Task directions> Entries follow. Give back exactly the lines starting at the one containing "# pick out one point per instance of the baby;" and ending at the one containing "pixel 271 425", and no other lines.

(Photo-based referring expression data)
________________________________________

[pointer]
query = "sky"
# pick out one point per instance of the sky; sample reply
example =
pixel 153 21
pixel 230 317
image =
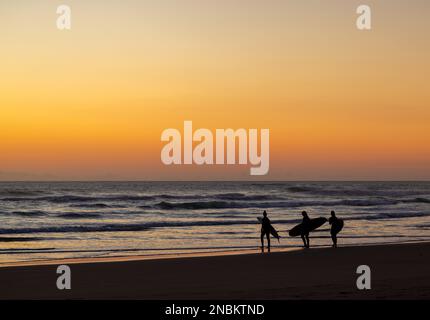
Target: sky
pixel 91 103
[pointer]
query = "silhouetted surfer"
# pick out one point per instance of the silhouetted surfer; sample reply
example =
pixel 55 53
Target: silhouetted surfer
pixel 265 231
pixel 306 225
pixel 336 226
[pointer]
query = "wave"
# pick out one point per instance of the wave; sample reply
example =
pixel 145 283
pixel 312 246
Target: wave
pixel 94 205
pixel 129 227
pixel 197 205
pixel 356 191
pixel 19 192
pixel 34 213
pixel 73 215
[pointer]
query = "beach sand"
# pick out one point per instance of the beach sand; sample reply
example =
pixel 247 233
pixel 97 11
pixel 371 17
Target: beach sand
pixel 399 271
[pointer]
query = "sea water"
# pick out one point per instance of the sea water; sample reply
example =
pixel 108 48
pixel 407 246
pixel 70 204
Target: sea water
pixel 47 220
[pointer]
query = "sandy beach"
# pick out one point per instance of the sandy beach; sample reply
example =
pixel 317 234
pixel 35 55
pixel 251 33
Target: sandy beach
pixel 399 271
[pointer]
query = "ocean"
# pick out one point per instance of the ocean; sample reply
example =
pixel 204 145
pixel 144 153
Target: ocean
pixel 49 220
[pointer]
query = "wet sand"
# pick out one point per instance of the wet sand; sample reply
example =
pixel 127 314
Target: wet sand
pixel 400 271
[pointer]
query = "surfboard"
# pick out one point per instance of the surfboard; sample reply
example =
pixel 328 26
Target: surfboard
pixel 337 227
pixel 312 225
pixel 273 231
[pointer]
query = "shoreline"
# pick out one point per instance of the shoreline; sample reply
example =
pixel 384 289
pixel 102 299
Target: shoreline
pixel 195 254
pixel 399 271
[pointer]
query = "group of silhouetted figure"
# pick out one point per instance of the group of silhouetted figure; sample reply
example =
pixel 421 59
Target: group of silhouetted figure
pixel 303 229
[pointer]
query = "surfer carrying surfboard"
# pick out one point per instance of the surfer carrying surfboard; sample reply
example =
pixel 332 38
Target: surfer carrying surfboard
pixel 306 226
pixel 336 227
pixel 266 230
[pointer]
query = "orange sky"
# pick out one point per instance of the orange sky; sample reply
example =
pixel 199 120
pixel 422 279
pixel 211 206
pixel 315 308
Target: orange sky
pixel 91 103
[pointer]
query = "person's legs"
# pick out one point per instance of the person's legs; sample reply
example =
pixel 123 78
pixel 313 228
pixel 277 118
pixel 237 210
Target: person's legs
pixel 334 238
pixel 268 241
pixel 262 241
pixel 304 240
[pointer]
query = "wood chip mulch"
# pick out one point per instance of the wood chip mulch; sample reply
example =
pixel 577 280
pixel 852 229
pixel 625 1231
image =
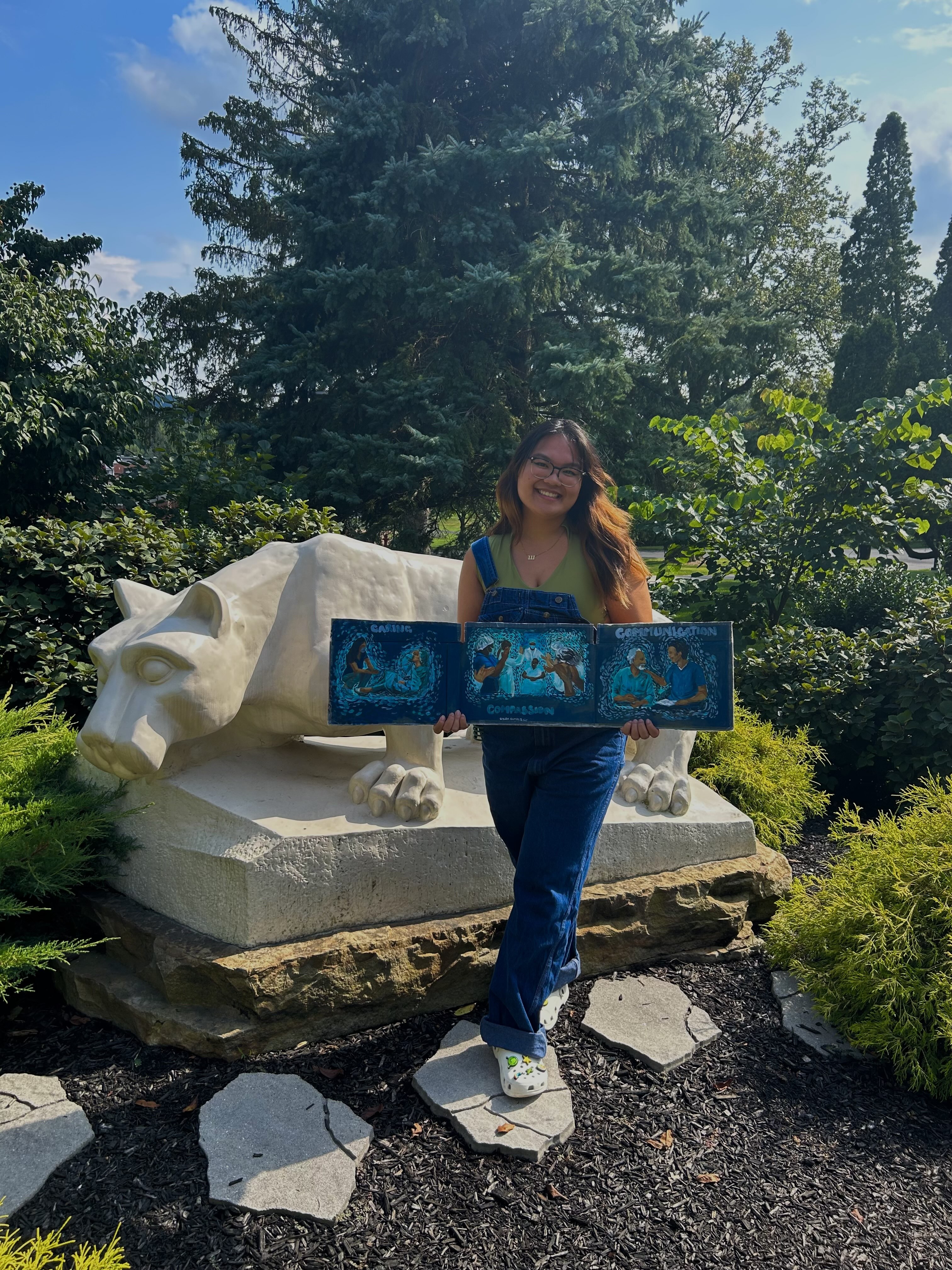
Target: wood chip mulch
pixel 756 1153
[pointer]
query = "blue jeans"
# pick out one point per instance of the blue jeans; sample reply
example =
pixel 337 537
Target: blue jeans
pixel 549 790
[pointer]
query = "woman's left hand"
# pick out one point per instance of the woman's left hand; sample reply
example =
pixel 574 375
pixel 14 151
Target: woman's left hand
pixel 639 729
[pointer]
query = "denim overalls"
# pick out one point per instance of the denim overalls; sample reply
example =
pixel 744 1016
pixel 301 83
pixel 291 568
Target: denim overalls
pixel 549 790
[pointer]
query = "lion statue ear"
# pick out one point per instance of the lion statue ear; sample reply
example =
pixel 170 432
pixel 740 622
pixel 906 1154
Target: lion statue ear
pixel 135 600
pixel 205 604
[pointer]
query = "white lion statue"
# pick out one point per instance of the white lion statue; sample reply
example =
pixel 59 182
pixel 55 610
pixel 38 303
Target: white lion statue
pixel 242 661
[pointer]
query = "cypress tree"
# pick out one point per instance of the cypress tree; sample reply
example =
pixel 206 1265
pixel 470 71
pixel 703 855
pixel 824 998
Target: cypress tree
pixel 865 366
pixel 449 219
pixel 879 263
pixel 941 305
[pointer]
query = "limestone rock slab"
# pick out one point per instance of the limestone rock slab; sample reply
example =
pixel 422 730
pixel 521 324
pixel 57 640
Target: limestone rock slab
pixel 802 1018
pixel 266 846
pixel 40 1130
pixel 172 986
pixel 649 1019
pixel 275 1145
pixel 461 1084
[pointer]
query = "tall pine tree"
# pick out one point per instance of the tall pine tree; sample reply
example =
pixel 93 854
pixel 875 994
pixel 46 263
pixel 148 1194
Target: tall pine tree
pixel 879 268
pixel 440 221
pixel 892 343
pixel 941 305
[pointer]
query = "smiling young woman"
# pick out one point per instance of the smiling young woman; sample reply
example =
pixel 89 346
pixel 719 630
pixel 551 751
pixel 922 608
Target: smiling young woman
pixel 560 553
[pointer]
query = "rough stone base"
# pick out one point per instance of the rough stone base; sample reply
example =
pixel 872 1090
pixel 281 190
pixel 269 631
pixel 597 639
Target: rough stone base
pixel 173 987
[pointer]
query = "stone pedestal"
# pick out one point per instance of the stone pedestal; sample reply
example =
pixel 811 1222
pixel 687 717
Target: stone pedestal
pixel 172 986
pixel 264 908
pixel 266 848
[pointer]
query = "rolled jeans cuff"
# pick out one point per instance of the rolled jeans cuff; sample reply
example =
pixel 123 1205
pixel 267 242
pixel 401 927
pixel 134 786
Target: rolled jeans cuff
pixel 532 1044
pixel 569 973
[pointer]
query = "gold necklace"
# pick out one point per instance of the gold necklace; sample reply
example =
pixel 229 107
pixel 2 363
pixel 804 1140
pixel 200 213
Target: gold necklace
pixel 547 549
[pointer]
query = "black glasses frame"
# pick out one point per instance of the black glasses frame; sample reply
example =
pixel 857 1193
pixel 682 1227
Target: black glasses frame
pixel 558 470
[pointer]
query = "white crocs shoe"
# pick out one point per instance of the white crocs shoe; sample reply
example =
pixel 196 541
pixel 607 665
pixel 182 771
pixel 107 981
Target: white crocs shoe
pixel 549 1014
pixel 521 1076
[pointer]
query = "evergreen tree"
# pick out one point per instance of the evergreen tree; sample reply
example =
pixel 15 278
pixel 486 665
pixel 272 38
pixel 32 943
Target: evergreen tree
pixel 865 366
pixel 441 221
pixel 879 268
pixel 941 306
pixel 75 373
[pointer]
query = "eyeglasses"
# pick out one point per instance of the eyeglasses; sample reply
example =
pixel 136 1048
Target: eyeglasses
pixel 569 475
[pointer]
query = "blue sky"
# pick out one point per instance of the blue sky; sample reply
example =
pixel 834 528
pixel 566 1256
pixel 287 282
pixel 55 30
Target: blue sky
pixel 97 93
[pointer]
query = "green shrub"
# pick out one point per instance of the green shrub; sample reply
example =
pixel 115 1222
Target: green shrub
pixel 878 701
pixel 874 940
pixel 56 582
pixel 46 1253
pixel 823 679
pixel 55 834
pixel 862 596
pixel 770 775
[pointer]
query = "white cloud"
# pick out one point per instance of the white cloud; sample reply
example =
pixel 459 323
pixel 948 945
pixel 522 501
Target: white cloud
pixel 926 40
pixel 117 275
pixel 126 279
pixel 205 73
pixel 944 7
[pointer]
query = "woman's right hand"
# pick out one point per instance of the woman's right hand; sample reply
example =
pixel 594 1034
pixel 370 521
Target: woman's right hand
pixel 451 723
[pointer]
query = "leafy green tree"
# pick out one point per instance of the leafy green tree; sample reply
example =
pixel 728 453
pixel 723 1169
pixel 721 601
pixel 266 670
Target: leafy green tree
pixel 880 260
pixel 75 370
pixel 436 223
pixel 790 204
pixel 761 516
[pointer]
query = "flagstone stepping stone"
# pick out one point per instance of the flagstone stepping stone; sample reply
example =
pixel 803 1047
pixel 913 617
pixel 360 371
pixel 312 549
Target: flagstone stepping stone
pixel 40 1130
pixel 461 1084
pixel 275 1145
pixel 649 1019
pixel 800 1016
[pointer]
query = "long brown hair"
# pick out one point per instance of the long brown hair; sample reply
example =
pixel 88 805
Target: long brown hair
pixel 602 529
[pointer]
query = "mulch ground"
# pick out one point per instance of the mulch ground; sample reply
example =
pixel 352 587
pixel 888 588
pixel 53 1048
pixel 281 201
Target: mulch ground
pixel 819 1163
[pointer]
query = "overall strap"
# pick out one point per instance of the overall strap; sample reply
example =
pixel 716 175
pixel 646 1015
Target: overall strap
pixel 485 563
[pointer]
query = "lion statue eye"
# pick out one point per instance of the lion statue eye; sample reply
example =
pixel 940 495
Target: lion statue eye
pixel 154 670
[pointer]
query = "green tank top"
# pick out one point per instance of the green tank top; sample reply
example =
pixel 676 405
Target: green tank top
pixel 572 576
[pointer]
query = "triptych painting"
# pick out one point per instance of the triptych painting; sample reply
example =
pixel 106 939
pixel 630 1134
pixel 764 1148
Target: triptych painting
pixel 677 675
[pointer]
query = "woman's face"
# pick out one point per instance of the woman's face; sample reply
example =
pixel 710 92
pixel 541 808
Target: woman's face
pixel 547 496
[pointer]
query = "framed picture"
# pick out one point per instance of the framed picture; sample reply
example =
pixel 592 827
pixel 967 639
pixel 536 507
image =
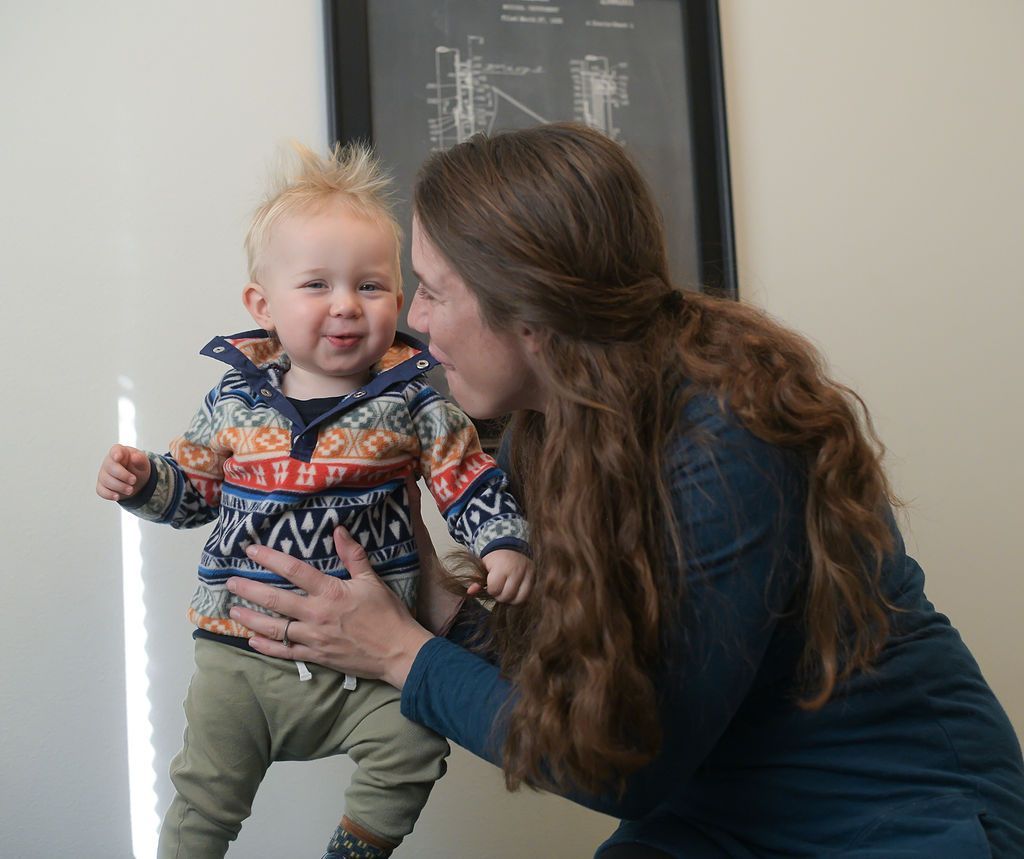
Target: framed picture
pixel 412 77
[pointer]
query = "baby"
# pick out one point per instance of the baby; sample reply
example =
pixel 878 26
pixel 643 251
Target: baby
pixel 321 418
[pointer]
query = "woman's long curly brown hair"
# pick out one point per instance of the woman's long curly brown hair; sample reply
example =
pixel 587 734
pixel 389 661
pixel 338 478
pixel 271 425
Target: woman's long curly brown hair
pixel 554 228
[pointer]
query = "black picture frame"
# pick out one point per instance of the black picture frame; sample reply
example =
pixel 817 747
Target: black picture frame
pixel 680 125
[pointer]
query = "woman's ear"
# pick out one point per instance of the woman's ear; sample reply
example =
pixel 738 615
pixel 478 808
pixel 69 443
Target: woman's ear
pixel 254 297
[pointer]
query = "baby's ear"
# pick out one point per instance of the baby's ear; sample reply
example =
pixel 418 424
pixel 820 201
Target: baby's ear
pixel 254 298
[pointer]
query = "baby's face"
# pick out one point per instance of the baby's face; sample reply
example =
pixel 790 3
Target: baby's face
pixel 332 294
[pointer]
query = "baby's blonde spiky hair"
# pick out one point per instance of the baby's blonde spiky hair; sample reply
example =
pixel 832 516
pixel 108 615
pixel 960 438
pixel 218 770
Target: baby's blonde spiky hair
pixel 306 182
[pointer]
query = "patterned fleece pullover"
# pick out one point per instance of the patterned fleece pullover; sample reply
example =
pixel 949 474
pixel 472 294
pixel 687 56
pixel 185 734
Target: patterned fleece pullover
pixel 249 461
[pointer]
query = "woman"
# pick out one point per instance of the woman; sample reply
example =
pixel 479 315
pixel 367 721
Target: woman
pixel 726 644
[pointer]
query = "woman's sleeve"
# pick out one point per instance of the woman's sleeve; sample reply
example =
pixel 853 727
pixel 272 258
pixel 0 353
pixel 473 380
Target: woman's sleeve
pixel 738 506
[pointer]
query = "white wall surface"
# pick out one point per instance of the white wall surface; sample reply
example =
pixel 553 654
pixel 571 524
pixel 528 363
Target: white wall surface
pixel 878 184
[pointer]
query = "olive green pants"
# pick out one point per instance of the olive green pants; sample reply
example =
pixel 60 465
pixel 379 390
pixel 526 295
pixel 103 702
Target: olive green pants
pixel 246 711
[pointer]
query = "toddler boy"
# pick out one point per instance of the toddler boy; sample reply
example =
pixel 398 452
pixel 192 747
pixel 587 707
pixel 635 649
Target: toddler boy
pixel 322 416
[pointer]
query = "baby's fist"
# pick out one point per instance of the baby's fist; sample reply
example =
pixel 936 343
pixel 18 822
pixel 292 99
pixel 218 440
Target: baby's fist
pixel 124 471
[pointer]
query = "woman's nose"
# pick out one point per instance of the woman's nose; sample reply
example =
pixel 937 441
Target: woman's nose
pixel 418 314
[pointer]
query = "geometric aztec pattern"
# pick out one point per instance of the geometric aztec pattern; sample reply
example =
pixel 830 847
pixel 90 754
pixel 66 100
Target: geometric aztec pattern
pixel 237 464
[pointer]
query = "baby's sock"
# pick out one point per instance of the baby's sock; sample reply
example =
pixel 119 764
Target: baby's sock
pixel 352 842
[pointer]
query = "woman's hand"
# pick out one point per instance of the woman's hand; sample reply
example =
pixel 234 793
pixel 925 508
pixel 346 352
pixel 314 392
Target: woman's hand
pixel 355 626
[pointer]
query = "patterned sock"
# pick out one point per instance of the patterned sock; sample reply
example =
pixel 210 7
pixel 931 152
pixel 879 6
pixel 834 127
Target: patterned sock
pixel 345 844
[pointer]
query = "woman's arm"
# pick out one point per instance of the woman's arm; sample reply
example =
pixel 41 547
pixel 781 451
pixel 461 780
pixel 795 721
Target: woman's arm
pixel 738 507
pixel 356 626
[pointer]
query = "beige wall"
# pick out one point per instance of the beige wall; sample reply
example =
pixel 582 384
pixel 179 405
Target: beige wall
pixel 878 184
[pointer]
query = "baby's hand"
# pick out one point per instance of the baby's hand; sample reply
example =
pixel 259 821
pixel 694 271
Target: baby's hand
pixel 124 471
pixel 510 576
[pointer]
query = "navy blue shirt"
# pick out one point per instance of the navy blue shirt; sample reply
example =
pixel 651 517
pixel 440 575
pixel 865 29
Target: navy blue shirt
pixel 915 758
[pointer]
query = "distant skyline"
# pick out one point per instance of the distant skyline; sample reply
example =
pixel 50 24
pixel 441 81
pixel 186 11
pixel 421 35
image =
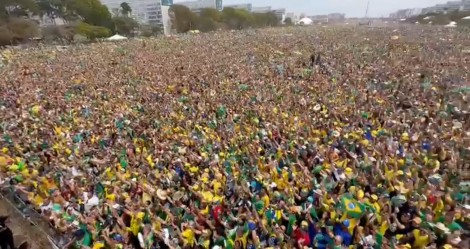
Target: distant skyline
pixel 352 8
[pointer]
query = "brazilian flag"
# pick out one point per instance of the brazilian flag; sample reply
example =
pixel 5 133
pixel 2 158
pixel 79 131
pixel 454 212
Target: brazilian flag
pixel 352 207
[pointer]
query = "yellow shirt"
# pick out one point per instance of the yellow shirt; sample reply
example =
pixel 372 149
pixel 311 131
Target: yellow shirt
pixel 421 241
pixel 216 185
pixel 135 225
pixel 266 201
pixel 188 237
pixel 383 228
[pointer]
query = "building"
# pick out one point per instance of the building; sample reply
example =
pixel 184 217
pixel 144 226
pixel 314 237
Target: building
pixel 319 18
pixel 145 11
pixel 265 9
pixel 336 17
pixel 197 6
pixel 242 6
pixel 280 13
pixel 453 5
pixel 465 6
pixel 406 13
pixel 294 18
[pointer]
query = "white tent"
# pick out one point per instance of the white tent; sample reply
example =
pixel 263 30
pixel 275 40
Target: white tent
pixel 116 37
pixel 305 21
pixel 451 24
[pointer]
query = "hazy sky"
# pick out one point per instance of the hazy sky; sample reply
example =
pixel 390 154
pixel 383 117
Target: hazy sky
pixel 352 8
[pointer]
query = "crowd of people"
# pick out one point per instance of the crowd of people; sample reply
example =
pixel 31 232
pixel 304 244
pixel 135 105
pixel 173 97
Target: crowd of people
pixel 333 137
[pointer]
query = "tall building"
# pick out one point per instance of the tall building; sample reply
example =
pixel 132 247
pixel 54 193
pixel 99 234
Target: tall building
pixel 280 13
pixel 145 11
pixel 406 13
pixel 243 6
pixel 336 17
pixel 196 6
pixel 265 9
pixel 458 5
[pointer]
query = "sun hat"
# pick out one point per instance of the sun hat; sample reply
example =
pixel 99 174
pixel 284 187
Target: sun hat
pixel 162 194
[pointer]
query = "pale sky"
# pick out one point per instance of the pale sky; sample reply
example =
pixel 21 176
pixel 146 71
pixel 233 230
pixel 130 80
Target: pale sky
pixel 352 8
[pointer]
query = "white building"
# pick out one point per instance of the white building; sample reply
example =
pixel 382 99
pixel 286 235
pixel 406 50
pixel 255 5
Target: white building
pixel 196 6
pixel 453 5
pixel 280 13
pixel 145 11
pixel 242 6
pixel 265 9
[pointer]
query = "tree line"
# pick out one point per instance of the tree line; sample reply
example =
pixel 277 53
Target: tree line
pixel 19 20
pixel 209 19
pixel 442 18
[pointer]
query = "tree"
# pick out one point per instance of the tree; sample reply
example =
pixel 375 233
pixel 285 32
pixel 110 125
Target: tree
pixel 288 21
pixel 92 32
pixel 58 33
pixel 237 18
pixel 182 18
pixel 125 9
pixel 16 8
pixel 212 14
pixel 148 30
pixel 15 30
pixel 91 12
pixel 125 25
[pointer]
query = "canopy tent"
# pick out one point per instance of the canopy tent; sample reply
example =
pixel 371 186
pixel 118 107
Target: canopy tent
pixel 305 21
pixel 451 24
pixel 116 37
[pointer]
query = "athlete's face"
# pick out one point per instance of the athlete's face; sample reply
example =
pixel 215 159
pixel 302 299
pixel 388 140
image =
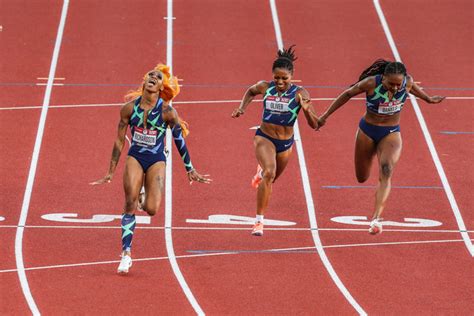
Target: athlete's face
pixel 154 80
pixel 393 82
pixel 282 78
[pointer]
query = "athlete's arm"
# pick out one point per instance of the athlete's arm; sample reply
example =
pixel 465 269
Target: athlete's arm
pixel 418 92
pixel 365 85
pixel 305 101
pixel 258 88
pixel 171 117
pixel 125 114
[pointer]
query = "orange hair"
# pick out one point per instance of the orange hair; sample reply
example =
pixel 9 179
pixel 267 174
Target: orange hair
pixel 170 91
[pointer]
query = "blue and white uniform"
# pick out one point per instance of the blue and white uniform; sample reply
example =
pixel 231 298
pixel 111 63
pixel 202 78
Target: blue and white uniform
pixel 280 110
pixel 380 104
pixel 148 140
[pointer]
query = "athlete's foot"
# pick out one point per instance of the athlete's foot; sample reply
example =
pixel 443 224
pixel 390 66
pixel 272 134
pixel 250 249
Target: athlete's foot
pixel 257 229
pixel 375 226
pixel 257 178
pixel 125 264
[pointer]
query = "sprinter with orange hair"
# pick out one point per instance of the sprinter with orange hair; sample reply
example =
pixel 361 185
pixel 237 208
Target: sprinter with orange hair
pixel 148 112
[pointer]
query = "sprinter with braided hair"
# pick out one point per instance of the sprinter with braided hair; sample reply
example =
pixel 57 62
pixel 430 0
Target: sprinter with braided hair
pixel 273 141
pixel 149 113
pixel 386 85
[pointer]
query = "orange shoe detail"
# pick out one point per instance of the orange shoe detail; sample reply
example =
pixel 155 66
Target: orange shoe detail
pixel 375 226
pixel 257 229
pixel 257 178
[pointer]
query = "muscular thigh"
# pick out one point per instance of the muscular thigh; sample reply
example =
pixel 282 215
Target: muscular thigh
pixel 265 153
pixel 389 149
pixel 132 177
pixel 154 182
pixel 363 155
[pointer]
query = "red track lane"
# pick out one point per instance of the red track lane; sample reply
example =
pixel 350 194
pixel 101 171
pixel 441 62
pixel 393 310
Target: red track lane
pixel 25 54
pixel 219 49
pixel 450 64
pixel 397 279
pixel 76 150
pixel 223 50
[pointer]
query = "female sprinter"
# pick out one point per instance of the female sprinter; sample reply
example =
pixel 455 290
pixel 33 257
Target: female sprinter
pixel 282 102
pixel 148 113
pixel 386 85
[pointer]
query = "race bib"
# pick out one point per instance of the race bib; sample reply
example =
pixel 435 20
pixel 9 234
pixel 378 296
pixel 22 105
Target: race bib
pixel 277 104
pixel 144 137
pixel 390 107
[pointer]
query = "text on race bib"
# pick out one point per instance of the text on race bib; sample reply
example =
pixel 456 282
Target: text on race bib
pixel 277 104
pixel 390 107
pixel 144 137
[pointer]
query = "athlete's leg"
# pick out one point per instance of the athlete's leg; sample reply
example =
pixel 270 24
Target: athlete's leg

________________________________________

Solution>
# pick out one point per instance of the baby; sample reply
example =
pixel 878 26
pixel 643 251
Target: baby
pixel 321 418
[pointer]
query = "woman's long curly brown hair"
# pick out one point per instance of the woman's long curly brown hair; sample reply
example =
pixel 587 734
pixel 389 661
pixel 338 478
pixel 271 425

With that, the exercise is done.